Stored dataset items:

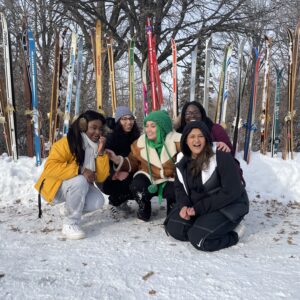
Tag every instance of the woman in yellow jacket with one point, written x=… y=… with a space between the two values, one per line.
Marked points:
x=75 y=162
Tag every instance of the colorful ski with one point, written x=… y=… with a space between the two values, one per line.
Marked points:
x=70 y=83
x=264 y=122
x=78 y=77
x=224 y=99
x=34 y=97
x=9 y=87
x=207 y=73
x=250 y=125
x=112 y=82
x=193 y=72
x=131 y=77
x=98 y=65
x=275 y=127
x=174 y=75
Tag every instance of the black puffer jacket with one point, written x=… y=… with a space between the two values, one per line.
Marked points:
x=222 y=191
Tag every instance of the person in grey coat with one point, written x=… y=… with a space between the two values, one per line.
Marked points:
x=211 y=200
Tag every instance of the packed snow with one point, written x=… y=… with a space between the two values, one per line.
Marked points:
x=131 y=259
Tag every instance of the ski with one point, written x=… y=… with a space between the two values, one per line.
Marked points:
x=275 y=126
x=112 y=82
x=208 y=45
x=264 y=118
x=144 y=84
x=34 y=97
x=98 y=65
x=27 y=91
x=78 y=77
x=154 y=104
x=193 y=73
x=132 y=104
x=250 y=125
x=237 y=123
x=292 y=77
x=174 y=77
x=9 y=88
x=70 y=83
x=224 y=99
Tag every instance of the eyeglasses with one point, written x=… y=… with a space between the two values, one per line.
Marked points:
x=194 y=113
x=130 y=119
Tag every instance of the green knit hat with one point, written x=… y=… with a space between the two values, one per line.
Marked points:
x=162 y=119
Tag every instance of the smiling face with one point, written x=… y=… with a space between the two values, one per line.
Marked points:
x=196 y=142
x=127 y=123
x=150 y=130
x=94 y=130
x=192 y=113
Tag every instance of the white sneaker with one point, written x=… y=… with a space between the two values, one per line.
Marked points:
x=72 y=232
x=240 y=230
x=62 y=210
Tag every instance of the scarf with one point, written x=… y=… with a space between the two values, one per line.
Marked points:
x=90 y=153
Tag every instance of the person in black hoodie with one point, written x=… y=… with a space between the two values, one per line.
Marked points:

● Written problem
Copy the material exactly. Do not include the pictures.

● Answer to this task
Tag every instance of the woman in yellow jacket with one point, written x=… y=… with a space between the two values, one per line.
Marked points:
x=75 y=162
Tag every instance of the colorful ski with one point, written x=… y=… with a space between the two values, one per line.
Marked points:
x=70 y=83
x=264 y=122
x=78 y=77
x=224 y=99
x=34 y=97
x=9 y=87
x=207 y=73
x=250 y=125
x=112 y=82
x=193 y=72
x=131 y=77
x=98 y=65
x=275 y=127
x=174 y=75
Tag every instance of the black puffer jacket with one point, written x=… y=… with a space between the two values, one per line.
Marked points:
x=222 y=191
Tag every instance of the person in grey coat with one point, written x=… y=… with a space between the two values, one per line.
Marked points:
x=211 y=200
Tag every instance of the packed snow with one point, written x=… y=… with a space between the two values, one per line.
Marked points:
x=131 y=259
Tag every instance of the ski with one point, written x=… y=… with a space between the two values, one per line.
Marked points:
x=275 y=126
x=112 y=82
x=208 y=45
x=264 y=118
x=144 y=84
x=34 y=97
x=98 y=65
x=27 y=91
x=78 y=77
x=154 y=104
x=193 y=73
x=132 y=104
x=250 y=125
x=237 y=123
x=292 y=77
x=174 y=77
x=9 y=88
x=70 y=83
x=224 y=99
Tag every instance of the eyeglasses with one point, written x=… y=… with a space between the two values, one per line.
Marked points:
x=194 y=113
x=130 y=119
Tag every instance of the green knit hat with one point, written x=… y=… with a space between the two values, one per line.
Marked points:
x=162 y=119
Tag every instance of the smiling face with one point, written x=… y=… with a space between the two values, one per line.
Marked points:
x=196 y=142
x=127 y=123
x=150 y=130
x=94 y=130
x=192 y=113
Tag every instance of the white sneaker with one point, written x=… y=… with a space between the two values, one per line.
Marked points:
x=72 y=232
x=240 y=230
x=62 y=210
Tag every instance of the scarf with one point, written x=… y=… with a space between the two values, one per line.
Marked points:
x=90 y=153
Tag every instance of the person in black hoodie with one point, written x=… y=… with a space between the two values, one per line.
Marked points:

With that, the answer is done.